Task description:
Write a continuation of the news article about Berkeley's health care facilitator program, starting after its final sentence.
═══ Passage shown ═══
By Cathy Cockrell, Public Affairs

 

Deborah Lloyd

Berkeley Health Care Facilitator Deborah Lloyd. Jane Scherr photo.

30 AUGUST 00 | Late last spring, when contract negotiations between the HMO Prudential Aetna and medical-group owner Sutter Health Systems were at an impasse, more than 300 distraught campus employees and retirees turned to the same person for advice and information - Berkeley Health Care Facilitator Deborah Lloyd.

With contract negotiations at a standstill, UC Care members were informed that they would have to find new physicians within a few short weeks.

"There was a kind of panic," Lloyd recalls. "One woman called me from the hospital bed, saying 'what am I going to do? I got this letter; I have 30 days to get a new doctor, and I just had surgery.'"

As "frontline contact" between employees and retirees and their health care providers, and between campus and Office of the President, Lloyd was able to communicate directly with the president's office to share and get information, and to broadcast updates to concerned employees until a new contract was secured.

Begun on a trial basis a year ago, the Health Care Facilitator Pilot Program has proven so successful that the university has decided to fund it for a second year at Berkeley and Irvine, and to offer it at Santa Barbara and Santa Cruz as well.
═══ Supplied material ═══
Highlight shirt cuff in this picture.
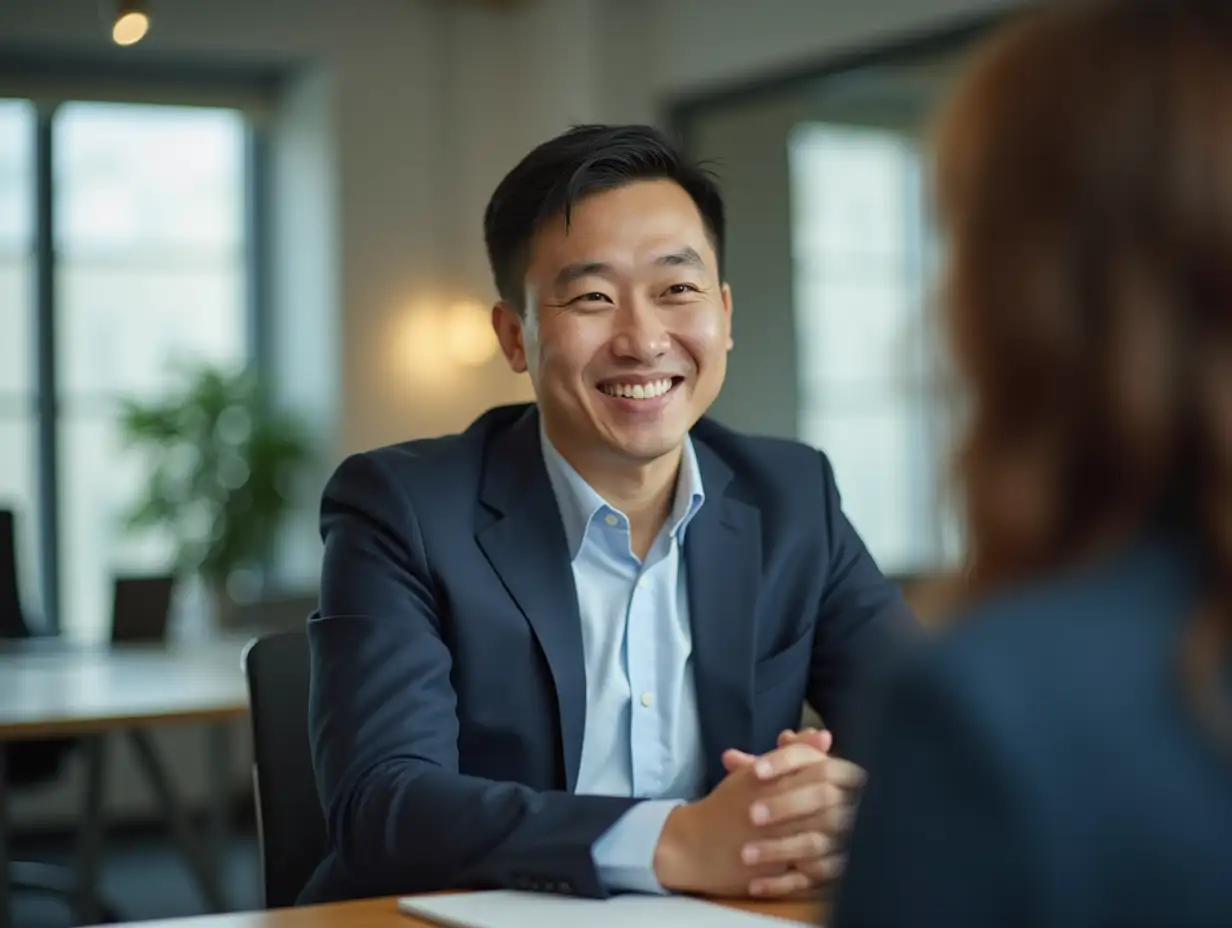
[590,800,684,895]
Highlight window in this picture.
[0,100,39,613]
[0,101,251,641]
[788,123,954,573]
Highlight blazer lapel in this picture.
[477,407,586,791]
[685,439,761,788]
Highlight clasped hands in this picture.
[654,730,865,898]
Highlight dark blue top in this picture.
[830,536,1232,928]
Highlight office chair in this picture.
[0,509,121,922]
[244,630,328,908]
[111,576,175,645]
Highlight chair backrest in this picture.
[0,509,30,638]
[111,576,175,643]
[244,630,328,908]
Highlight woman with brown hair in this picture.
[832,0,1232,928]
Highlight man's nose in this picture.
[612,301,671,364]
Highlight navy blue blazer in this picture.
[301,405,914,902]
[828,539,1232,928]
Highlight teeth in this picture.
[602,378,671,399]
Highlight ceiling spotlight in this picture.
[111,0,150,46]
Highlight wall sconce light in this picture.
[444,301,498,367]
[111,0,150,46]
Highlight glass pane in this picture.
[53,104,248,640]
[0,100,34,246]
[0,100,34,396]
[58,412,171,642]
[58,261,246,401]
[0,250,37,397]
[796,270,920,393]
[55,102,244,254]
[801,403,944,573]
[790,123,918,260]
[0,416,42,626]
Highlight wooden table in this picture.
[101,897,822,928]
[0,640,248,928]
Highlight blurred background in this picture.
[0,0,1014,924]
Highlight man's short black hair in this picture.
[483,126,727,313]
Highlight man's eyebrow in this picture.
[655,246,706,267]
[556,261,612,287]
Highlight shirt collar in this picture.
[540,418,706,561]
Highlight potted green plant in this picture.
[120,365,313,627]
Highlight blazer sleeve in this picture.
[308,454,634,897]
[828,661,1029,928]
[807,455,923,763]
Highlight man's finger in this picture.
[740,832,835,866]
[749,783,845,826]
[749,870,812,898]
[825,757,867,790]
[796,854,846,884]
[753,742,825,780]
[779,728,834,754]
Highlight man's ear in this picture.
[492,299,526,373]
[722,283,736,351]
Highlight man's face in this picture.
[493,180,732,462]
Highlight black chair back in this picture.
[244,630,328,908]
[0,509,30,638]
[111,577,175,643]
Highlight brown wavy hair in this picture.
[935,0,1232,724]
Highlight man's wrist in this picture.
[654,804,696,892]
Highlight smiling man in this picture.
[302,126,914,902]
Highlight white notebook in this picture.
[398,890,800,928]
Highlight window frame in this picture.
[0,68,275,635]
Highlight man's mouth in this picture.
[599,377,684,399]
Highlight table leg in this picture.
[0,742,12,928]
[128,728,227,912]
[206,723,232,873]
[74,735,107,924]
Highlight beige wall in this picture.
[0,0,1002,821]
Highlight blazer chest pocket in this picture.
[753,626,813,693]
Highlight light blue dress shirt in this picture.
[541,431,706,892]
═══
Result of this task:
"Having the health care facilitator on site provides a very clear channel for information on the health care providers," notes Lubbe Levin, UC assistant vice president for policy, planning and research on human resources and benefits concerns. "We have people on the staff here in the benefits office who already handle complaints or problems that occur," she says, "but this way we have more data than we have had in the past."

At one point this year, Lloyd began receiving complaints from people having trouble with a new mail-order pharmacy provided through one of the plans.

"I got a ton of calls on that," says Lloyd, "and could immediately call Office of the President. People called me all in a state. I could reassure them that OP was working on it. It wasn't empty rhetoric; that program is no longer with us."

Since taking her post as campus health care facilitator last fall, Lloyd has handled more than 1,200 cases. A few involved situations that affected many; most were individual issues that Lloyd helped resolve within a day or two by offering guidance or intervening on behalf of the member. UC health benefits "are among the best that employers offer," said Lloyd. "I know because I talk to HMO reps, who know what other employers offer."

"It's fun and rewarding to help people with individual problems," she said. "But I also like to sit back and put things together - to spot trends and areas that a lot of people are having trouble with. And then to work with OP on it."

During the Prudential/Sutter crisis, she said, benefits managers systemwide were meeting at Office of the President. OP "called the Prudential managers in," she recalls. They had to get up and explain themselves "in front of that very unhappy crowd."